Prompt: Please reproduce every item below word for word, keeping each line as it appears.
## BEGIN Information supplied
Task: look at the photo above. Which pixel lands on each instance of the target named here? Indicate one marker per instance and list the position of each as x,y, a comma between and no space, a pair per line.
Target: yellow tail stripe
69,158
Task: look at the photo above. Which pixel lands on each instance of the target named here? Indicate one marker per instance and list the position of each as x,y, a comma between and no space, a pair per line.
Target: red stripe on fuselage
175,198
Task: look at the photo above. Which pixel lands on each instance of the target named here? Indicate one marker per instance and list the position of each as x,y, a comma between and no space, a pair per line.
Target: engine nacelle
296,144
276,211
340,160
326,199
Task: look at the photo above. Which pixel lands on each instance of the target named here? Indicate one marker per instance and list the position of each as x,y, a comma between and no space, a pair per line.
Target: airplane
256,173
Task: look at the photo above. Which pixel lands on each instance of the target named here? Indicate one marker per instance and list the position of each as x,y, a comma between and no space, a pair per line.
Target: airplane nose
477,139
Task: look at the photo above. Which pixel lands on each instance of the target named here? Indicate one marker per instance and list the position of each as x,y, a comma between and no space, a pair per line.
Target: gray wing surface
## END Information supplied
Written response:
Task: look at the photo above. Which pixel lands on each instance of the target named here? Indicate one marker per instance and list the position of each as x,y, a comma between and no space, a pair per line.
Target: yellow tail stripe
69,158
Task: look at the photo above. Which pixel lands on each instance of the target named here? Indicate one marker per instance and list the position of each as x,y, a comma between and no space, a pair per line.
Target: red stripe on fuselage
175,198
Task: look at the photo above. Which pixel lands on each instance of the target named here? Indicate one marker per instance and list the position of each as x,y, a comma between and no space, a pair per line.
Target: engine nacelle
296,144
276,211
340,160
326,199
Task: look at the photo above. Which pixel lands on each instance of the target named here? Indicate one marker per instance and list the position of each as x,y, a comma between and no space, a pair per line.
Target: airplane
256,173
Task: look at the photo above. Which pixel lands on each instance of the target named here? Indicate one marker per instance and list the position of each as x,y, a comma between and no space, a pair per line.
Target: airplane nose
477,139
Task: look at the photo above. Which pixel lands on each instance of the target named here? Indicate one marker per instance and list the position of each as x,y, a comma between and no space, a pair per line.
Target: gray wing surface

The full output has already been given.